▸ **What the task asks**
Convert every line of the data below into a JSON list of strings, with one string per line and blank lines omitted.

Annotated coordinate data
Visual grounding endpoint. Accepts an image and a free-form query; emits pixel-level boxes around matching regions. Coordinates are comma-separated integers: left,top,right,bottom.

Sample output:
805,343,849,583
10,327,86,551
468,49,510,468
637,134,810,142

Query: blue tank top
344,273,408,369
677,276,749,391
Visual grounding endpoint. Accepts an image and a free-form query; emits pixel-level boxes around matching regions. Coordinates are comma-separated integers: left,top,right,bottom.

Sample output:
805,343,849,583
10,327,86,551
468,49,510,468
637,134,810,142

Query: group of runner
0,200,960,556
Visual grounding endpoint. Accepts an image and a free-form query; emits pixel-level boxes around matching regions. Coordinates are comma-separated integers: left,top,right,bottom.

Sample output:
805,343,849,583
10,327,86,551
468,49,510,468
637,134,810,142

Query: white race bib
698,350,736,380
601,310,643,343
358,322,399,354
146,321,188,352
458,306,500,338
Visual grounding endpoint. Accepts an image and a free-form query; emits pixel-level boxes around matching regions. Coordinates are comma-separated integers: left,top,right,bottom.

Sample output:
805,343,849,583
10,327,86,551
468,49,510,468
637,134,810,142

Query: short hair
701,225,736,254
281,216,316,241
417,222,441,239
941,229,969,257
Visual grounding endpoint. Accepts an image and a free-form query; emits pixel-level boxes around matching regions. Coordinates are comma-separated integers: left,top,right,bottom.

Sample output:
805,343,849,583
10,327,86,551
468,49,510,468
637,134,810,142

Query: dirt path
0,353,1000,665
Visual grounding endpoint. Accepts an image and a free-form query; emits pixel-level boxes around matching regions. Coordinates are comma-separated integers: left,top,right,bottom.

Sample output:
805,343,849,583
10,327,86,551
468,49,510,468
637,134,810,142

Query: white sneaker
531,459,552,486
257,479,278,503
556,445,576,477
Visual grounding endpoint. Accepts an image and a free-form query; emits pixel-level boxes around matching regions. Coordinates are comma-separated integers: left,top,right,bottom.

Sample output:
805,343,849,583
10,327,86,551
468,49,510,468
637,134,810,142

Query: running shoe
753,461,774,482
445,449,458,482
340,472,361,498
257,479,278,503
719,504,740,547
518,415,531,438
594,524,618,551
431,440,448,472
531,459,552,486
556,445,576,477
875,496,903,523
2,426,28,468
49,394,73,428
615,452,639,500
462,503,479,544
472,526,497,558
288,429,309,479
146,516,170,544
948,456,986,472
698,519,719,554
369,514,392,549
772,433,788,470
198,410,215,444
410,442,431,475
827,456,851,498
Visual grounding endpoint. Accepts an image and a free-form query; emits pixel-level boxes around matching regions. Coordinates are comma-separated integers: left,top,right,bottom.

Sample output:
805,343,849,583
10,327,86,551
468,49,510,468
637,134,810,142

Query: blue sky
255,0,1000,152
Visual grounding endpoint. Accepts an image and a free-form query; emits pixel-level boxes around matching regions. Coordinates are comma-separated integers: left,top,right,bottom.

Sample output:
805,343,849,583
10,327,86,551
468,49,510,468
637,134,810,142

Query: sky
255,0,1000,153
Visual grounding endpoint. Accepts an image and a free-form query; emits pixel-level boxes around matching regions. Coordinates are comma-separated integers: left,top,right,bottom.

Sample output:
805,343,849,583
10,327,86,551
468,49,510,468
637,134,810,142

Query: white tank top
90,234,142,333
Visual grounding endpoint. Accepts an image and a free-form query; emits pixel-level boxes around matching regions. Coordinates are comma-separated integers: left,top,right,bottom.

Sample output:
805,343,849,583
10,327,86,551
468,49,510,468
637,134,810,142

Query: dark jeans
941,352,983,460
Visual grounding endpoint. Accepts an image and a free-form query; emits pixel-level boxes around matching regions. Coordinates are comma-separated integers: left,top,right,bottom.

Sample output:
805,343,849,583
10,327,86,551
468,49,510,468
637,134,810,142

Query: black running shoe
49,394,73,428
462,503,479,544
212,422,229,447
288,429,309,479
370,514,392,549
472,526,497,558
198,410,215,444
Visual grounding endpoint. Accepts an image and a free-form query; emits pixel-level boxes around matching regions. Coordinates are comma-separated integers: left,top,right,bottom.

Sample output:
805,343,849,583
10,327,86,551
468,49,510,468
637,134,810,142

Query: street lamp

▸ **Finished task**
[
  "Visual grounding endpoint. Accepts an image and a free-form query; emits pixel-level boxes around matching regions. Coordinates are comma-separated integers: left,top,right,bottom.",
  "Sample output:",
  "805,343,849,583",
  "10,327,86,551",
  "468,49,510,468",
  "637,134,810,142",
  "Query: blue tank top",
  "344,273,408,369",
  "677,276,749,391",
  "Visual grounding endpoint. Accepts an image and a free-form query; emits pixel-level boxes around matching regions. Coordinates are comma-separated integers: left,top,right,bottom.",
  "Sample output:",
  "805,343,849,583",
  "10,327,86,551",
  "468,49,510,468",
  "637,134,810,142",
  "Query: group of runner",
  "0,200,960,556",
  "Visual grounding endpoint. Accepts an image and a free-form query; emits pixel-level boxes around matching regions. Coordinates are comma-separated integers: left,top,right,bottom.",
  "Sample output:",
  "805,343,849,583",
  "10,327,86,551",
  "468,49,510,468",
  "637,134,810,142",
  "Query: white race bib",
  "698,350,736,380",
  "601,310,643,343",
  "358,322,399,354",
  "146,321,188,352",
  "458,306,500,338",
  "Visual grounding endpoint. Accepts an image and a free-form query; emits pixel-level boxes around matching regions. Coordinates are comma-separated integers: left,top,right,bottom.",
  "Sample output:",
  "805,343,849,583",
  "10,327,86,551",
  "468,49,510,468",
  "637,134,810,142",
  "Query: short hair",
  "701,225,736,254",
  "281,216,316,241",
  "417,222,441,239",
  "941,229,969,257",
  "Visual grounding endpoint. Accepts an image and a free-form query; emits pixel-level boxes around matching regions. Coordinates are comma-separated integers: left,top,right,bottom.",
  "Sample output:",
  "805,343,849,583",
  "10,327,86,551",
  "468,49,510,468",
  "637,134,810,142",
  "Query: dirt path",
  "0,353,1000,665",
  "Visual grounding endpoint. Accepts an image and a free-form query; emits pixel-level boxes around matching regions. Coordinates are comma-separated integers: left,top,right,bottom.",
  "Sample output:",
  "805,343,849,583",
  "10,327,86,551",
  "468,49,510,468",
  "637,134,810,142",
  "Query: white sneaker",
  "531,459,552,486",
  "257,479,278,503",
  "556,445,576,477",
  "Visual grounding endpoint. Accepts an image and a free-form query; emits pixel-level boxes around matching regions. Coordinates are comma-separated integers: left,top,right,bottom.",
  "Sample output:",
  "805,343,849,583",
  "10,327,86,551",
  "468,49,510,468",
  "637,134,810,142",
  "Query: running shoe",
  "753,461,774,482",
  "445,449,458,482",
  "340,472,361,498",
  "257,479,278,503",
  "719,504,740,547",
  "518,415,531,438",
  "594,524,618,551",
  "431,440,448,472",
  "531,459,552,486",
  "556,445,576,477",
  "875,496,903,523",
  "2,426,28,468",
  "49,394,73,428",
  "615,452,639,500",
  "462,503,479,544",
  "472,526,497,558",
  "288,429,309,479",
  "146,516,170,544",
  "948,456,986,472",
  "698,519,719,554",
  "369,514,392,549",
  "772,433,788,470",
  "198,410,215,444",
  "410,442,431,475",
  "827,456,851,498",
  "Visual grounding endpoint. Accepts an image and a free-form query; emits pixel-level boxes around matching regions. Coordinates are comma-separated integers: left,top,right,bottom.",
  "Sample output:",
  "805,343,849,583",
  "10,327,86,551",
  "468,49,510,468",
  "637,134,810,142",
  "Query: blue sky",
  "255,0,1000,152",
  "Visual grounding endpoint. Accepts an image and a free-form query; emits pixel-level boxes around matching regions. Coordinates are comma-separated integers: left,top,right,bottom.",
  "Sample output:",
  "805,343,849,583",
  "10,327,86,551",
  "468,49,510,468",
  "637,134,810,142",
  "Query: sky",
  "255,0,1000,153",
  "Visual grounding endpoint. Accepts an image and a free-form query; emits pixel-level boxes around matching regions. Coordinates are comma-separated integers: left,top,right,bottom.",
  "Sample output:",
  "805,343,849,583",
  "10,327,86,551",
  "468,49,510,468",
  "637,134,810,142",
  "Query: white tank top",
  "90,234,142,333",
  "Visual grounding endpoint. Accepts an image and a free-form query; emits pixel-level boxes around matching regions. Coordinates are comma-separated integers: left,top,right,bottom.",
  "Sample output:",
  "805,343,849,583",
  "10,327,86,551",
  "468,49,510,468",
  "637,134,810,142",
  "Query: dark jeans",
  "941,352,983,460",
  "Visual grounding endpoint. Accepts an image and a free-form query; emits pixel-level boxes around matching regions. Coordinates are comma-separated integers: left,top,right,bottom.",
  "Sample output:",
  "805,343,849,583",
  "10,327,86,551",
  "468,49,510,468",
  "637,134,810,142",
  "Query: black running shoe",
  "49,394,73,428",
  "462,503,479,544",
  "212,422,229,447",
  "288,429,309,479",
  "370,514,392,549",
  "472,526,497,558",
  "198,410,215,444",
  "Visual grounding endpoint. Accepts an image and a free-form query; emits pixel-level boxes around matching regions. Coordinates are comma-separated integers: left,top,right,bottom.",
  "Sample output:",
  "805,343,849,583",
  "10,327,86,551",
  "468,49,510,468",
  "637,134,810,142",
  "Query: street lamp"
]